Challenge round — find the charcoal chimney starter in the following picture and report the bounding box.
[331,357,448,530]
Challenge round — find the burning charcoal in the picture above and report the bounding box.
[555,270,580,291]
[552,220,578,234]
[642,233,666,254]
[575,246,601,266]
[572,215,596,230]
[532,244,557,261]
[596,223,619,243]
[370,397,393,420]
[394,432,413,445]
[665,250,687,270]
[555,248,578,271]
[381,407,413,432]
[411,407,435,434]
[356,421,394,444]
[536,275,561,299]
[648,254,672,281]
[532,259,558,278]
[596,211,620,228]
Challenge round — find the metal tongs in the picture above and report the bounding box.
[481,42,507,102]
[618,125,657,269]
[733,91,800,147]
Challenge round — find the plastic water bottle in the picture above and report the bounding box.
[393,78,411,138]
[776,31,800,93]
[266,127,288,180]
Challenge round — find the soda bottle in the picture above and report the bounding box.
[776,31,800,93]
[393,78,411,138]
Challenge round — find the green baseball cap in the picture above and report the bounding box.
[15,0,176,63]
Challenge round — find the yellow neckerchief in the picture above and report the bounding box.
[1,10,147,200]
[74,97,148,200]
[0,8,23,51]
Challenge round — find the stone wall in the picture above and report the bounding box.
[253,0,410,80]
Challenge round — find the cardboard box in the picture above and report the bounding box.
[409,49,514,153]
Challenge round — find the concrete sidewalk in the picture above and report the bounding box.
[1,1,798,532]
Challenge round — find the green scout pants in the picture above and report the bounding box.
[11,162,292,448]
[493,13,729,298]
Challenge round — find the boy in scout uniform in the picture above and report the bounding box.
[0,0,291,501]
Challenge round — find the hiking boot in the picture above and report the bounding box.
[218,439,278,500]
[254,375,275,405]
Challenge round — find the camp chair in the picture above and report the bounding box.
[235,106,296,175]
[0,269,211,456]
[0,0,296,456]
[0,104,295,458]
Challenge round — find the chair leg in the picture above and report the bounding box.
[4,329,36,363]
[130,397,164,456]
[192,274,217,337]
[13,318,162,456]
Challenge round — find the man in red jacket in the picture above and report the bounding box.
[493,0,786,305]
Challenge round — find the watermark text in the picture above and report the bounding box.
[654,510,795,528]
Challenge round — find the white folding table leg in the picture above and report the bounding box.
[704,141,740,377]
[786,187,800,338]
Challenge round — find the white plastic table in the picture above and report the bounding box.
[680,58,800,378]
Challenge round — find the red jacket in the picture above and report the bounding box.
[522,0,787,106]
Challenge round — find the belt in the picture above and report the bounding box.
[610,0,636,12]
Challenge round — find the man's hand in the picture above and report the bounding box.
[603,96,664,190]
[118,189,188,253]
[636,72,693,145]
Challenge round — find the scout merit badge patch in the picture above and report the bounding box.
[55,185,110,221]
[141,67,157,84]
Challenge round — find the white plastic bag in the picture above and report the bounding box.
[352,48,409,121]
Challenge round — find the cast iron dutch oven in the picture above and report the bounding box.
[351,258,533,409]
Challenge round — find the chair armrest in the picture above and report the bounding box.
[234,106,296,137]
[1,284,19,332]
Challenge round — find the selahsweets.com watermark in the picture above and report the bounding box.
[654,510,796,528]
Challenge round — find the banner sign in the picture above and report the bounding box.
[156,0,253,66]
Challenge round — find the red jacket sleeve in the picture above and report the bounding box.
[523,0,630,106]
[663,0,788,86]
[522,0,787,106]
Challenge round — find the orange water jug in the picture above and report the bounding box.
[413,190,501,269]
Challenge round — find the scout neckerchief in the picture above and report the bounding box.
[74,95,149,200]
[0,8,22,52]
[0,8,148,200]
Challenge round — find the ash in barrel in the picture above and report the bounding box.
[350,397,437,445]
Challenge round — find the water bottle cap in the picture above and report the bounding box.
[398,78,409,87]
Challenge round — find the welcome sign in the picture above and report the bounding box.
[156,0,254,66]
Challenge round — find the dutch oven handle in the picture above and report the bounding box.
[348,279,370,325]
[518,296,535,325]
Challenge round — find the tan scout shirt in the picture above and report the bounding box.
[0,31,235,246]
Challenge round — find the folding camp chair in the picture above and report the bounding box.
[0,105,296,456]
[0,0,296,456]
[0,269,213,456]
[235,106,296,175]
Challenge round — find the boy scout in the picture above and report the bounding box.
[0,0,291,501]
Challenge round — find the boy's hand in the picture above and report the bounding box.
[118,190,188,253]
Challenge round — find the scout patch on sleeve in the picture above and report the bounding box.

------------------------------------

## PROBLEM STATEMENT:
An exact copy of the lines from the one with "Challenge round — find the boy's" through the final line of the entries is the whole answer.

## FINAL ANSWER:
Challenge round — find the boy's hand in the picture above and report the bounding box.
[118,190,188,253]
Challenge round — find the scout patch on sleeve in the picture above and report the bounding box.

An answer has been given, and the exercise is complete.